Text provided:
============================================================
During the hearing, critics voiced concern that natural phenomena (“facts about the world”) could become patent eligible under PERA, which could lead to a “privatization of information,” if the only point of novelty in these applications is the newly discovered phenomena, such as a biomarker. Critics thus allege research and development would then be harder to carry out and more expensive. However, the lawmakers, and PERA supporters contend that the other patentability filters (e.g., novelty, obviousness, and written description) would fully address these concerns. As an example, biomarkers (knowledge about an association between a gene and its presentation) and genes are not currently patent eligible subject matter. Under PERA, it is argued, those same biomarkers themselves would still not be patent eligible but their use may be. For genes, the genes themselves would still not be patent eligible, but new systems or methods for their purification and isolation could be. It is important to note that even if something is patent eligible, 35 U.S.C. §§102, 103, and 112 would still apply.
Another significant concern with PERA raised during the hearing is whether there are “magic words” that can be added to a claim to make ineligible subject matter eligible. For example, if a claim is directed to ineligible subject matter under PERA’s definition, but is amended to include “performed on a computer,” “performed by an article of manufacture,” would the claim now be eligible under PERA? One suggestion offered to combat this is to adopt an eligibility standard that is tied to an advancement in technology.
Lawmakers and those speaking in support of PERA believe PERA would provide clear and consistent rules for courts to follow when making subject matter eligibility determinations and would allow the U.S. to be more aligned and consistent with patent eligibility requirements in other countries. By doing so, it is argued, PERA would restore investment and innovation in the U.S. by clearly delineating what is patent eligible and what is not, up front, without any question. If inventors and investors alike know from the time of conception their invention is eligible for patenting, they are more likely to continue to invest in research and development of that invention.
Further developments will become available as the bill moves through the legislative process.
============================================================
Collected material:
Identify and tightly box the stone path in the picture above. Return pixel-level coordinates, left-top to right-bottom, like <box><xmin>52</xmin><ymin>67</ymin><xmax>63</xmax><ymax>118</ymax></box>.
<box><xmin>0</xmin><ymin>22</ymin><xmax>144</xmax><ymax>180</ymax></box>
============================================================
What is required: According to the text on the PERA hearing, what suggestion was offered to combat the "magic words" concern? The material comes from a different source than the text on the PERA hearing.

Response for this exercise: Adopting an eligibility standard that is tied to an advancement in technology.